- The pages containing the Books of Kings (1 & 2 Kings) Leningrad Codex (1008 CE).
- Book: First book of Kings
- Hebrew Bible part: Nevi'im
- Order in the Hebrew part: 4
- Category: Former Prophets
- Christian Bible part: Old Testament
- Order in the Christian part: 11

= 1 Kings 10 =

1 Kings, chapter 10

1 Kings 10 is the tenth chapter of the Books of Kings in the Hebrew Bible or the First Book of Kings in the Old Testament of the Christian Bible. The book is a compilation of various annals recording the acts of the kings of Israel and Judah by a Deuteronomic compiler in the seventh century BCE, with a supplement added in the sixth century BCE. This chapter belongs to the section focusing on the reign of Solomon over the unified kingdom of Judah and Israel (1 Kings 1 to 11). The focus of this chapter is the Solomon's achievements.

==Text==
This chapter was originally written in the Hebrew language and since the 16th century is divided into 29 verses.

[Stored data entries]
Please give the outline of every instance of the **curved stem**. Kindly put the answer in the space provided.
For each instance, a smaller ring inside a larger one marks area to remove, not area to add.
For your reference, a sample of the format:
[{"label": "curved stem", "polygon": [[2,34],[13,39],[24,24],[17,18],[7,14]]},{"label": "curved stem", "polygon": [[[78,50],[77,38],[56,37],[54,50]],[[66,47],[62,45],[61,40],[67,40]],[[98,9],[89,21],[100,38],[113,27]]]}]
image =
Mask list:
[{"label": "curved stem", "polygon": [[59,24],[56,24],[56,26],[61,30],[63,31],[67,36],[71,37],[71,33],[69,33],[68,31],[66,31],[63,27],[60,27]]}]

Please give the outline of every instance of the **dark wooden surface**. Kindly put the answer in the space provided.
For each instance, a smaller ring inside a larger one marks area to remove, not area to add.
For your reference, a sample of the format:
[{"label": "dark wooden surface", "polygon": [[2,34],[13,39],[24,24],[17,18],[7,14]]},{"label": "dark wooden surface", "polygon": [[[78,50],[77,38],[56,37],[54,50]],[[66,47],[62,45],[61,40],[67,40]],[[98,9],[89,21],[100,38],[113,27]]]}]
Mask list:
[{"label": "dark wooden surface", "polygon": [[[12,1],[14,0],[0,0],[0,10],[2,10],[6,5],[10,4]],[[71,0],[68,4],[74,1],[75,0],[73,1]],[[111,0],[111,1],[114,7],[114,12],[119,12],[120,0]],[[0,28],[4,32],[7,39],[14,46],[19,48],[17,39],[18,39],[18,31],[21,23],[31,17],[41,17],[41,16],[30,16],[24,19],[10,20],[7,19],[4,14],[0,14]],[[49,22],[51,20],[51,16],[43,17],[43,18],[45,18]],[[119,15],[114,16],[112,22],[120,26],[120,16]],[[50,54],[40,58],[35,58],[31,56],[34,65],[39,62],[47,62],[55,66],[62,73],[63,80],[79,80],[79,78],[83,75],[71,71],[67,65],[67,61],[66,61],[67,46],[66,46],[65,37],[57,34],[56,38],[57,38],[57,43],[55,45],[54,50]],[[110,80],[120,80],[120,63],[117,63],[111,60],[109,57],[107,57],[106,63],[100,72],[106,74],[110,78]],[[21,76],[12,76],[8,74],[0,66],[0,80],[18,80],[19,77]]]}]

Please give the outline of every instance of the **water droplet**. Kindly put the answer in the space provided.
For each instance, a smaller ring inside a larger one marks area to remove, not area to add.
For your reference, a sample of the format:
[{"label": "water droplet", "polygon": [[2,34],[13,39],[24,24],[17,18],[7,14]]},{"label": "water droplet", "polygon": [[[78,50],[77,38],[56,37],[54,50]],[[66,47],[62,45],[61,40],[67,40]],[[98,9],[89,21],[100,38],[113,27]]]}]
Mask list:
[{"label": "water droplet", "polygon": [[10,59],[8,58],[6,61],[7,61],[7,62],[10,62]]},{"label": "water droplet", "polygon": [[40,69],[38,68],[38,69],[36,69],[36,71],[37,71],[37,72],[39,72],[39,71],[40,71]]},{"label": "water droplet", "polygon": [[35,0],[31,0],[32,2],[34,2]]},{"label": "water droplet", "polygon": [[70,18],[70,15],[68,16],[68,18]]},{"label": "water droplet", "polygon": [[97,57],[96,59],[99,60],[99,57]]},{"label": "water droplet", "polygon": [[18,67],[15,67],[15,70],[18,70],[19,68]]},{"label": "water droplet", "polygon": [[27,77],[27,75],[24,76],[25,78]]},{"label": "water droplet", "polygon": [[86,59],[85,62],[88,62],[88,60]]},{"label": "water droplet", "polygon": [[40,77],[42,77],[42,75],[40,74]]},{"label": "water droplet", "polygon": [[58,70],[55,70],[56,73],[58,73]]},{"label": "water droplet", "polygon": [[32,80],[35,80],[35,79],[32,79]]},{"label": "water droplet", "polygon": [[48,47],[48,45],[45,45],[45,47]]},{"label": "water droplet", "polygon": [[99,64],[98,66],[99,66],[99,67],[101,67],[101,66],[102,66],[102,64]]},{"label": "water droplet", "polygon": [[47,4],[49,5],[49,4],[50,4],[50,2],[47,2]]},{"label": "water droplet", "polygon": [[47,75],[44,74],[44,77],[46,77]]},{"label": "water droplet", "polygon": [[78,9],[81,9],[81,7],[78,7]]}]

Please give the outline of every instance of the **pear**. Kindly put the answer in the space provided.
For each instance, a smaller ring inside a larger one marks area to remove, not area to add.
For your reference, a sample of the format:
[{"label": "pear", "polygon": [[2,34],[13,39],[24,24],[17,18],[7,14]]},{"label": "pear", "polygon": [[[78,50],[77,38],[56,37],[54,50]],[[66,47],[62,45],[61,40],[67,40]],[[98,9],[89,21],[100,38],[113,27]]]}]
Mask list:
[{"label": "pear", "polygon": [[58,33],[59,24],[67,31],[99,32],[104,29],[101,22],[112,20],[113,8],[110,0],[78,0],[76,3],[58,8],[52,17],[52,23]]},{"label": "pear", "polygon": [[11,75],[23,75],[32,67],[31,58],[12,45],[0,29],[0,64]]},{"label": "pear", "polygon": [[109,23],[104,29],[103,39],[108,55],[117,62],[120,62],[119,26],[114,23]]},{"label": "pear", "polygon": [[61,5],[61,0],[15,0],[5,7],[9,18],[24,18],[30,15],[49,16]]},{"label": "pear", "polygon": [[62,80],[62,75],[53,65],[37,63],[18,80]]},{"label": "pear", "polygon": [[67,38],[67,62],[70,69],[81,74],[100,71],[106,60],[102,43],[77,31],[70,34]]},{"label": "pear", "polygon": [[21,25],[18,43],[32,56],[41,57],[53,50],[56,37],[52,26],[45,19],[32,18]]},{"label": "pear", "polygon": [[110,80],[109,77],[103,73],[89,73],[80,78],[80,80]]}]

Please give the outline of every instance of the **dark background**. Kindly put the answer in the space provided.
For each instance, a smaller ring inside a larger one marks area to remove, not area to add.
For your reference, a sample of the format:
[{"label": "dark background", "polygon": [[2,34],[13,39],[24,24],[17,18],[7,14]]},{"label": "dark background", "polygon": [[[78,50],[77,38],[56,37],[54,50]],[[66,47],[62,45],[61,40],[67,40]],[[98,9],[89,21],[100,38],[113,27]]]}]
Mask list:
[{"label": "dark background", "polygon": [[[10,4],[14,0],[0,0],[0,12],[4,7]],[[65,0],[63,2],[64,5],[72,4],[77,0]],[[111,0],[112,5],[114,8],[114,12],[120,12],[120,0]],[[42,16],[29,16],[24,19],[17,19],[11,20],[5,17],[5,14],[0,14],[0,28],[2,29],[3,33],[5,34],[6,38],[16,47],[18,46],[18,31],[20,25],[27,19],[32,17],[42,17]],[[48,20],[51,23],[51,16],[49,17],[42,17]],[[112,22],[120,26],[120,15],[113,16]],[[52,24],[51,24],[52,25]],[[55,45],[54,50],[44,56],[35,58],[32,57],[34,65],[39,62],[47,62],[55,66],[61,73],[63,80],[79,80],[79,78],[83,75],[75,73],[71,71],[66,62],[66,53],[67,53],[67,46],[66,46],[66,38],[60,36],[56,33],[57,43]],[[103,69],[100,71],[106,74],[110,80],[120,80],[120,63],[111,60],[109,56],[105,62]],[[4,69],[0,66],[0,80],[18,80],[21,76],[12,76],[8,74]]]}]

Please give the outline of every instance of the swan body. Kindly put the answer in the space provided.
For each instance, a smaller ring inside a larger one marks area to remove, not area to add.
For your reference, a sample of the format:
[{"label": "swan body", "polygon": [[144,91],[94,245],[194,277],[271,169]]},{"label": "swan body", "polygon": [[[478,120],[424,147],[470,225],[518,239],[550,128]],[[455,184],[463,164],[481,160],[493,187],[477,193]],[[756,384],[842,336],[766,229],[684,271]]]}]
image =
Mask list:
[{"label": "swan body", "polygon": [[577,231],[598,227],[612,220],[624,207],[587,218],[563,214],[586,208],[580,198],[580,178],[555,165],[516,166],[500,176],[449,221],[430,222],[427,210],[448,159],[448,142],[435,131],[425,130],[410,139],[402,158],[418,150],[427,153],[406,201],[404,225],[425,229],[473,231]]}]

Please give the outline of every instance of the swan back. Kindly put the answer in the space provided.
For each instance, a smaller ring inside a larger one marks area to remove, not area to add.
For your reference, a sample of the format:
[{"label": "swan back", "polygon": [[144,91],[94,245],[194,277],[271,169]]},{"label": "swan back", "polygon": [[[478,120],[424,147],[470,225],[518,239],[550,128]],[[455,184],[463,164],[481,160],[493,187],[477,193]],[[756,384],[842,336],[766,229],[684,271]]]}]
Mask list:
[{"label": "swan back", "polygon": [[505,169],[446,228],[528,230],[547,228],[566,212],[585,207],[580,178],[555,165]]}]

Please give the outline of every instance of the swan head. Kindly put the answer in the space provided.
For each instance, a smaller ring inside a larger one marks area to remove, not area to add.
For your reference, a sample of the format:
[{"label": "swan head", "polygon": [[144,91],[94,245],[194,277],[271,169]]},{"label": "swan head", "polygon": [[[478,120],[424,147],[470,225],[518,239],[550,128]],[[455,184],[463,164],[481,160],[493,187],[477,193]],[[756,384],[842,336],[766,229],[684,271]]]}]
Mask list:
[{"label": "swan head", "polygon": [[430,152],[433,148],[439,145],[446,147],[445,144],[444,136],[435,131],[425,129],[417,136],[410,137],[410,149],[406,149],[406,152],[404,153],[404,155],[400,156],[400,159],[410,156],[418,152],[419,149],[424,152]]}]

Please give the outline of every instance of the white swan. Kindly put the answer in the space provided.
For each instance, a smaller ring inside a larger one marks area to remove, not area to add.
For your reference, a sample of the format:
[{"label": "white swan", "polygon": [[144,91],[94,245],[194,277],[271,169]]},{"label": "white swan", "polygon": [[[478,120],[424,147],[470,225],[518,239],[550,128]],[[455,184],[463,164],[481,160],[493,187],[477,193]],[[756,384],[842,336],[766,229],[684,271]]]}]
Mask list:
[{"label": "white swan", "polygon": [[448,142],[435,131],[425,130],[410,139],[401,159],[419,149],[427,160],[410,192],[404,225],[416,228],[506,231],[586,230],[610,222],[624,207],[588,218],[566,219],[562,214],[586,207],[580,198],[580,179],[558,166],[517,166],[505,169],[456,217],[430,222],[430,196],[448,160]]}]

_Activity 1:_
Summarize the text on 1 Kings 10 in two sentences.
_Activity 2:_
Recast the paragraph of the 1 Kings 10 text that begins "1 Kings 10 is the tenth chapter" as a bulleted list that keeps its main facts.
_Activity 3:_
Write out the portion of the 1 Kings 10 text starting with "- Book: First" and going on through "the Solomon's achievements.", word for word.

_Exercise result 1:_
1 Kings 10 is the tenth chapter of the Books of Kings in the Hebrew Bible, or of the First Book of Kings in the Christian Old Testament. It belongs to the section on Solomon's reign over the unified kingdom of Judah and Israel and focuses on his achievements, and it was originally written in Hebrew and has been divided into 29 verses since the 16th century.

_Exercise result 2:_
- 1 Kings 10 is the tenth chapter of the Books of Kings in the Hebrew Bible, or of the First Book of Kings in the Christian Old Testament.
- The book compiles various annals of the acts of the kings of Israel and Judah.
- A Deuteronomic compiler assembled it in the seventh century BCE, and a supplement was added in the sixth century BCE.
- The chapter belongs to the section on Solomon's reign over the unified kingdom of Judah and Israel (1 Kings 1 to 11).
- Its focus is Solomon's achievements.

_Exercise result 3:_
- Book: First book of Kings
- Hebrew Bible part: Nevi'im
- Order in the Hebrew part: 4
- Category: Former Prophets
- Christian Bible part: Old Testament
- Order in the Christian part: 11

= 1 Kings 10 =

1 Kings, chapter 10

1 Kings 10 is the tenth chapter of the Books of Kings in the Hebrew Bible or the First Book of Kings in the Old Testament of the Christian Bible. The book is a compilation of various annals recording the acts of the kings of Israel and Judah by a Deuteronomic compiler in the seventh century BCE, with a supplement added in the sixth century BCE. This chapter belongs to the section focusing on the reign of Solomon over the unified kingdom of Judah and Israel (1 Kings 1 to 11). The focus of this chapter is the Solomon's achievements.